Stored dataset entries

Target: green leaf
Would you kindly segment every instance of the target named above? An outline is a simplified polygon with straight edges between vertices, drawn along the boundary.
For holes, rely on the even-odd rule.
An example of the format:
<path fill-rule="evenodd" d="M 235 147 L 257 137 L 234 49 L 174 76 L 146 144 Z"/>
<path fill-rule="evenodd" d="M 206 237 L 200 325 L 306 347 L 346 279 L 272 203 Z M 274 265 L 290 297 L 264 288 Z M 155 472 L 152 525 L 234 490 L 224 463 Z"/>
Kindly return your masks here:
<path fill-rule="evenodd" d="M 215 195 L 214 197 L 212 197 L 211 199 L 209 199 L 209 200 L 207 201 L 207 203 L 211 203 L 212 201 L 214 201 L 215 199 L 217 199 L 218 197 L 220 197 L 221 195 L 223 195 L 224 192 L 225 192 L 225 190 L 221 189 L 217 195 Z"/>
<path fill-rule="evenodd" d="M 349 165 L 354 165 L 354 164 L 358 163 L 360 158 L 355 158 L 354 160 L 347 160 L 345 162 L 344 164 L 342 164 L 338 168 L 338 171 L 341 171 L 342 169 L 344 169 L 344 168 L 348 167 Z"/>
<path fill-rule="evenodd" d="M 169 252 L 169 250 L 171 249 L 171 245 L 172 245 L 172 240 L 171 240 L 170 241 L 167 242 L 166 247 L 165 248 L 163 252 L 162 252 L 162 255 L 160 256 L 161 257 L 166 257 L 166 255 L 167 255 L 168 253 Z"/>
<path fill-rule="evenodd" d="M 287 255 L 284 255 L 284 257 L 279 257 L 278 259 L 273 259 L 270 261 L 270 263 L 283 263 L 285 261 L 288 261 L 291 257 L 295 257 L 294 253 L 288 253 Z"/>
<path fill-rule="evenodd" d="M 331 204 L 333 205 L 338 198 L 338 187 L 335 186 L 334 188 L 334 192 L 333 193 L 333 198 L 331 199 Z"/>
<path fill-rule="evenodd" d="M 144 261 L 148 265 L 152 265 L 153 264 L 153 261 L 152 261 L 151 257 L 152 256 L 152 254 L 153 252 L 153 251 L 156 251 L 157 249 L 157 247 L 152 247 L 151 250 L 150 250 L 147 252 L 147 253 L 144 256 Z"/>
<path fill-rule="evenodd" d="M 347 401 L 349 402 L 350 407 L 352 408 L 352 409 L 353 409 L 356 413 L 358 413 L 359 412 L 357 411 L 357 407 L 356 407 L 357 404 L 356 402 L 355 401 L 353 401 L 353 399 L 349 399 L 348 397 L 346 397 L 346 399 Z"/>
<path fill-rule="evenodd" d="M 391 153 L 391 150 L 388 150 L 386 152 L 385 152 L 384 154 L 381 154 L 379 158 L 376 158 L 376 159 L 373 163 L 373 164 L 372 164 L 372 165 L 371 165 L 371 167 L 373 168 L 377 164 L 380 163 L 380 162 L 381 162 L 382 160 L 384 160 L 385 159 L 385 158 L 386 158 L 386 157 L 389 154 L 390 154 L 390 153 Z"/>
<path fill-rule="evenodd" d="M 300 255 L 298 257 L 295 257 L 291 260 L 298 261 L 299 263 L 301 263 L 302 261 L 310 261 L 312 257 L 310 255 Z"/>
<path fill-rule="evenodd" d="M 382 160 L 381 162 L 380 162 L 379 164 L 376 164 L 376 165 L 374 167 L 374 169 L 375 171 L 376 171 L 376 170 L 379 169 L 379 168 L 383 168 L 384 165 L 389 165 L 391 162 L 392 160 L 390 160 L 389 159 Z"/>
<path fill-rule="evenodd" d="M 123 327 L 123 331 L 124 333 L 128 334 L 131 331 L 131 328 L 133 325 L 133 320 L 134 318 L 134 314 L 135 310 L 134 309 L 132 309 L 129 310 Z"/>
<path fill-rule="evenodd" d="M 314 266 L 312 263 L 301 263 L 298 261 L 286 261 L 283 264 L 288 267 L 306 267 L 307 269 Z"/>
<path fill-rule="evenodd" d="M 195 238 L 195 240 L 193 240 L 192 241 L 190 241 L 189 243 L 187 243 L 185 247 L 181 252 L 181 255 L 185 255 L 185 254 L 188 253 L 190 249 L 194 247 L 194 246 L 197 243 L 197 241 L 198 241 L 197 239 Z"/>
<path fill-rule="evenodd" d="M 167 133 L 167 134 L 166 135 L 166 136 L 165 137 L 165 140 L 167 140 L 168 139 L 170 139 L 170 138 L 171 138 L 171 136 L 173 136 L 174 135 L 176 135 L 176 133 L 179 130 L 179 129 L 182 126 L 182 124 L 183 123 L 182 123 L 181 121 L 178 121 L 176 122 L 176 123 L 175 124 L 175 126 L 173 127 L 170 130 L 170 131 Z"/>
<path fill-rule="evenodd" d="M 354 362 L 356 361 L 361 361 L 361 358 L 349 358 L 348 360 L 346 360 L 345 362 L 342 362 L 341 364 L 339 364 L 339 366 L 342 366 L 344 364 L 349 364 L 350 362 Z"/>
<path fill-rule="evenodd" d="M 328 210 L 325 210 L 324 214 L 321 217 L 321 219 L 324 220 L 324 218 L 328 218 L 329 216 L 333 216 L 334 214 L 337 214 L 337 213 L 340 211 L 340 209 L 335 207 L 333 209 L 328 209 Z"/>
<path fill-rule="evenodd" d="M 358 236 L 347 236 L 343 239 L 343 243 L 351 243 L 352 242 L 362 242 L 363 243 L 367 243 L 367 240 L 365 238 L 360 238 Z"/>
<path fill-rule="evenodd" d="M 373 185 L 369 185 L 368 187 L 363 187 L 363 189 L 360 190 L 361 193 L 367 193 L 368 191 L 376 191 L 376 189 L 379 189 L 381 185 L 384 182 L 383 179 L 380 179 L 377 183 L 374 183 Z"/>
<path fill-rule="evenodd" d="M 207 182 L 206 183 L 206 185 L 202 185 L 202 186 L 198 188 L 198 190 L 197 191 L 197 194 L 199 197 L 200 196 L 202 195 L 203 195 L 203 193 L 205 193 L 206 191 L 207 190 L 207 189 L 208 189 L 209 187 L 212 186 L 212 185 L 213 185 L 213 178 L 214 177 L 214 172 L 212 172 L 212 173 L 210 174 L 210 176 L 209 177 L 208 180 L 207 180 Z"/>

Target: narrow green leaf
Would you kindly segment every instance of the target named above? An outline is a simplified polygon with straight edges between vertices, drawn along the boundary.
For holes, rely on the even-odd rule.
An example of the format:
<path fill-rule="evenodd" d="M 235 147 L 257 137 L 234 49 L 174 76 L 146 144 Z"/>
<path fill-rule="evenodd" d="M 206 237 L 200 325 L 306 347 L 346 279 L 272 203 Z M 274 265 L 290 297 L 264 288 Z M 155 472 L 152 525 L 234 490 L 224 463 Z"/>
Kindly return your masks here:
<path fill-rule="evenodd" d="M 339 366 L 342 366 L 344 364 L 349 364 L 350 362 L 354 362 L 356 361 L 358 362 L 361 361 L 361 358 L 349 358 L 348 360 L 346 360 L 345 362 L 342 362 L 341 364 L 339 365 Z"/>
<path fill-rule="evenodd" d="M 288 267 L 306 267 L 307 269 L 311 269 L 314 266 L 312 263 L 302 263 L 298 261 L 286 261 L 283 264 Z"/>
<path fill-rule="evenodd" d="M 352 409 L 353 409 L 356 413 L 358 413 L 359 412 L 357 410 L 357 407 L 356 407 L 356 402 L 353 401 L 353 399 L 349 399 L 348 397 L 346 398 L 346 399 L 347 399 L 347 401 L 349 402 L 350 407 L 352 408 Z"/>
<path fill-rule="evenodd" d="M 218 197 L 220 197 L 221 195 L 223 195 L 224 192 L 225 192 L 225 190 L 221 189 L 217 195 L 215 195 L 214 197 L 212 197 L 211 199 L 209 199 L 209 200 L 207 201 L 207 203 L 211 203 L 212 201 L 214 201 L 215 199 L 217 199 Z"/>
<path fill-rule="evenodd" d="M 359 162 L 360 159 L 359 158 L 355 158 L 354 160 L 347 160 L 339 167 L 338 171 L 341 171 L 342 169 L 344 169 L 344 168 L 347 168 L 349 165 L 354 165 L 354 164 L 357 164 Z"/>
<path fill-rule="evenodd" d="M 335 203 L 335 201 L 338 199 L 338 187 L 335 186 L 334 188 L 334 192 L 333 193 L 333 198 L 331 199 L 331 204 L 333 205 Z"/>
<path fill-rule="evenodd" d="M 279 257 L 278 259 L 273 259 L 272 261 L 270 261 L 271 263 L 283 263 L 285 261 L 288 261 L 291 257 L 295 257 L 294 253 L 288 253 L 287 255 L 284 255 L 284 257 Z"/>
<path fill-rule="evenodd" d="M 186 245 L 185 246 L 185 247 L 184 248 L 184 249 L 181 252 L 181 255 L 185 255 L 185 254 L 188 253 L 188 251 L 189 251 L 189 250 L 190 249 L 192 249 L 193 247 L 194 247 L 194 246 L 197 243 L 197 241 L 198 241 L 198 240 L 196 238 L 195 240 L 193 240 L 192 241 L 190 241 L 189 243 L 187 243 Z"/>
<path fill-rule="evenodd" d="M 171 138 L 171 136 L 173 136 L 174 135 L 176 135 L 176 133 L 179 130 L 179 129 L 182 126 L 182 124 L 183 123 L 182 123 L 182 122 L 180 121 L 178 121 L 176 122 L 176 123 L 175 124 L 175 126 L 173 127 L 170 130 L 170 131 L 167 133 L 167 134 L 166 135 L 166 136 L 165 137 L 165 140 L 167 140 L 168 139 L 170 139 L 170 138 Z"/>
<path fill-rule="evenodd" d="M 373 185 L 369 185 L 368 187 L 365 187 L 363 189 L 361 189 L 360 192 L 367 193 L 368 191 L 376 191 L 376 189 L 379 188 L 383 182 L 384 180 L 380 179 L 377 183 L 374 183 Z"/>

### Written task
Copy the material above word for word, starting at its first line and ending with the line that contains "L 217 199 L", with both of those lines included.

### Result for this exercise
Target: green leaf
Would you kindly segment every instance of the target named above? An outline is a simplified polygon with straight edges between vertices, drawn along the boundary.
For holes, rely on the even-odd rule.
An example of the format:
<path fill-rule="evenodd" d="M 235 147 L 257 137 L 234 49 L 174 76 L 146 144 Z"/>
<path fill-rule="evenodd" d="M 206 237 L 200 325 L 306 347 L 346 279 L 272 203 Z M 274 265 L 290 297 L 264 288 Z M 155 472 L 152 525 L 234 490 L 224 463 Z"/>
Kindly return your masks here:
<path fill-rule="evenodd" d="M 215 195 L 214 197 L 212 197 L 211 199 L 209 199 L 209 200 L 207 201 L 207 203 L 211 203 L 212 201 L 214 201 L 215 199 L 217 199 L 218 197 L 220 197 L 221 195 L 223 195 L 224 192 L 225 192 L 225 190 L 221 189 L 217 195 Z"/>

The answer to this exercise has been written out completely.